_PERINTAH TUGAS_
Tolong salin persis sebagian kutipan sumber, mulai dari kata-kata yang memuat "Penelusuran ICW bersama"; berhenti setelah "Secara Elektronik (LPSE).".

Penelusuran ICW bersama jaringan CSO di Kabupaten Sorong Selatan, Kabupaten Jayapura, dan Kabupaten Merauke menemukan 4 temuan utama dalam hal PBJ sektor pendidikan:
- Masih terdapat PBJ yang tidak sesuai kebutuhan penerima manfaat (sekolah);
- Terdapat PBJ yang tidak dapat digunakan karena belum dilengkapi sarpras atau bahkan mangkrak;
- Terdapat PBJ berupa bangunan fisik yang kualitasnya kurang baik/ tidak tahan lama;
- Pemda kurang transparan dalam menginformasikan realisasi PBJ sektor pendidikan melalui kanal Layanan Pengadaan Secara Elektronik (LPSE).

_DATA LATIHAN_
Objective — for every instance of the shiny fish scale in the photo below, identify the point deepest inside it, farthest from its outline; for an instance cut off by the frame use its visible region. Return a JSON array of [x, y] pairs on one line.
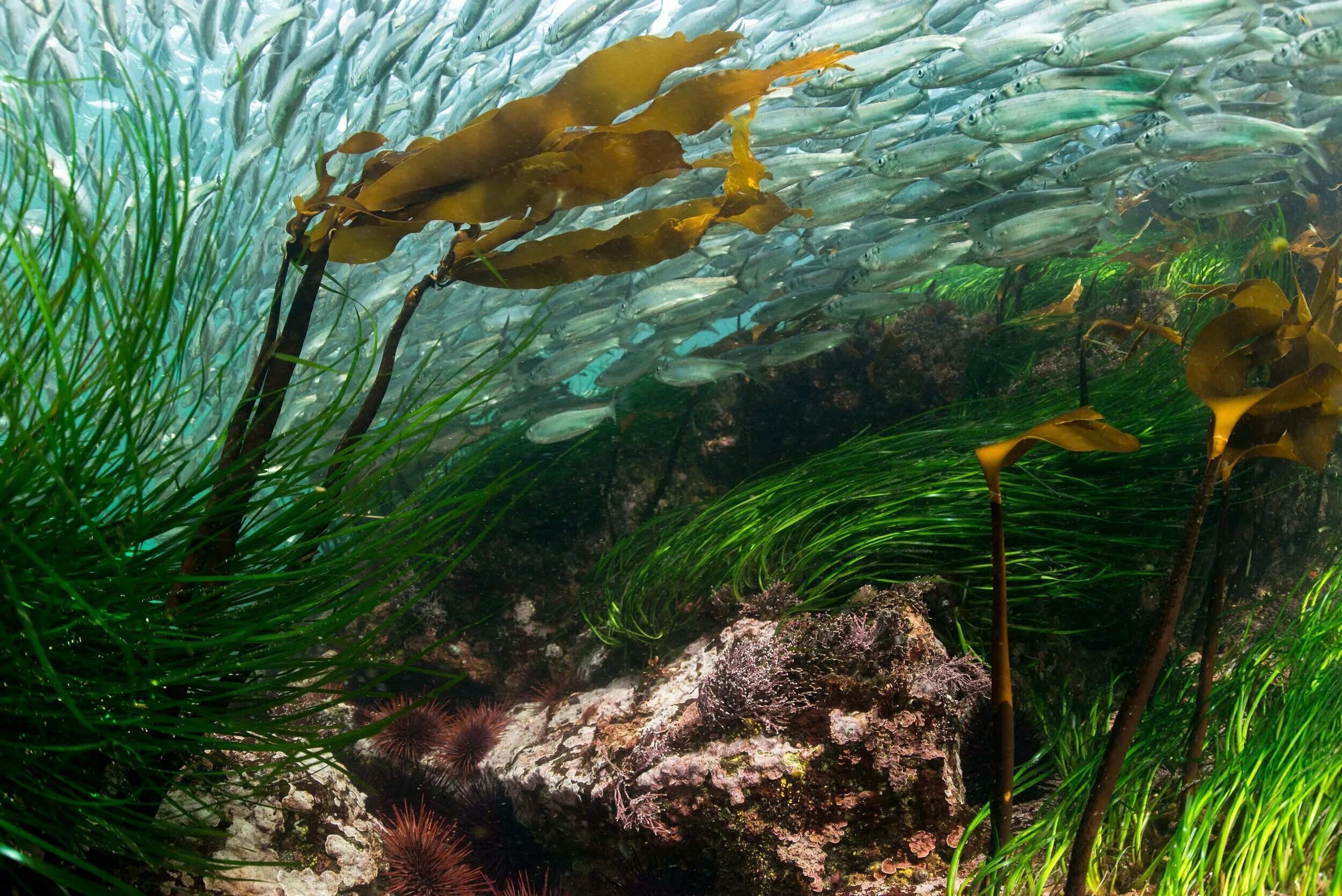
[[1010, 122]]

--

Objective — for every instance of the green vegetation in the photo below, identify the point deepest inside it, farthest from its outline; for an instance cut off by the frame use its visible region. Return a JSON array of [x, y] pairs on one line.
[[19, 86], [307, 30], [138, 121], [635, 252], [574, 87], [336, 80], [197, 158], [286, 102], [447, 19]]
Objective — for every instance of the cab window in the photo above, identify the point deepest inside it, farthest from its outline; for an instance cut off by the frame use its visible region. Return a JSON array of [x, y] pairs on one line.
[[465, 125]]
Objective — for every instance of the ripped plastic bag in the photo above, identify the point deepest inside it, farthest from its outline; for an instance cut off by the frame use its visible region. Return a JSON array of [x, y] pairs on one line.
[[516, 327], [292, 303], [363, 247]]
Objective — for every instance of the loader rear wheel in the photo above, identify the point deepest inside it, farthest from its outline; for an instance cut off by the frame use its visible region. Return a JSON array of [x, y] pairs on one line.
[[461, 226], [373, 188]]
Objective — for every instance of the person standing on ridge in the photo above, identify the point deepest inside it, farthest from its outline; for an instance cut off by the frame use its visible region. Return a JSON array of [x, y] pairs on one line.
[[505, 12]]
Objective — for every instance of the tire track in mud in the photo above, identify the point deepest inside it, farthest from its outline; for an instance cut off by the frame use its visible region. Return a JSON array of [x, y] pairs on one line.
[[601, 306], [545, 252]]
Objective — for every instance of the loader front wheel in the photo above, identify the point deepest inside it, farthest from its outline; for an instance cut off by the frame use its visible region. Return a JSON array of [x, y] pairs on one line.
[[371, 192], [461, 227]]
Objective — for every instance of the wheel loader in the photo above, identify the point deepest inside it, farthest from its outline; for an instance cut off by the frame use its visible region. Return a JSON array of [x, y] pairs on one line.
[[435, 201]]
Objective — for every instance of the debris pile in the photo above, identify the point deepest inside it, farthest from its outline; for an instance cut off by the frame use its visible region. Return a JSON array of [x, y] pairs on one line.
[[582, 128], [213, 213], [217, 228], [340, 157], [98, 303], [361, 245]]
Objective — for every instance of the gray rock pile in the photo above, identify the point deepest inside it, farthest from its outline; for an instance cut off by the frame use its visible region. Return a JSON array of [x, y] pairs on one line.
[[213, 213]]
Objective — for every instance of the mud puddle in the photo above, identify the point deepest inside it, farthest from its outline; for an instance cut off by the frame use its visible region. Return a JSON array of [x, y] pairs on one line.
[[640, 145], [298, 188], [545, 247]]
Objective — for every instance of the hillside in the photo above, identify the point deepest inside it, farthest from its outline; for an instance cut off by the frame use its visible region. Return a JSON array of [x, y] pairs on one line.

_JAWABAN TUGAS_
Penelusuran ICW bersama jaringan CSO di Kabupaten Sorong Selatan, Kabupaten Jayapura, dan Kabupaten Merauke menemukan 4 temuan utama dalam hal PBJ sektor pendidikan:
- Masih terdapat PBJ yang tidak sesuai kebutuhan penerima manfaat (sekolah);
- Terdapat PBJ yang tidak dapat digunakan karena belum dilengkapi sarpras atau bahkan mangkrak;
- Terdapat PBJ berupa bangunan fisik yang kualitasnya kurang baik/ tidak tahan lama;
- Pemda kurang transparan dalam menginformasikan realisasi PBJ sektor pendidikan melalui kanal Layanan Pengadaan Secara Elektronik (LPSE).